Referring expression pointing data
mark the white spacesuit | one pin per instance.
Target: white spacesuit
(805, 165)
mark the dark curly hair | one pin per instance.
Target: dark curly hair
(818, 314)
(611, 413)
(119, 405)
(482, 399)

# [REQUIREMENT]
Repeat all of the data shown above, exactly as it appears.

# [ANSWER TO THIS PROBLEM]
mark the white spacesuit | one pin per instance.
Target: white spacesuit
(805, 165)
mark the dark curly hair | one pin per instance.
Target: dark curly hair
(818, 314)
(611, 413)
(119, 405)
(482, 399)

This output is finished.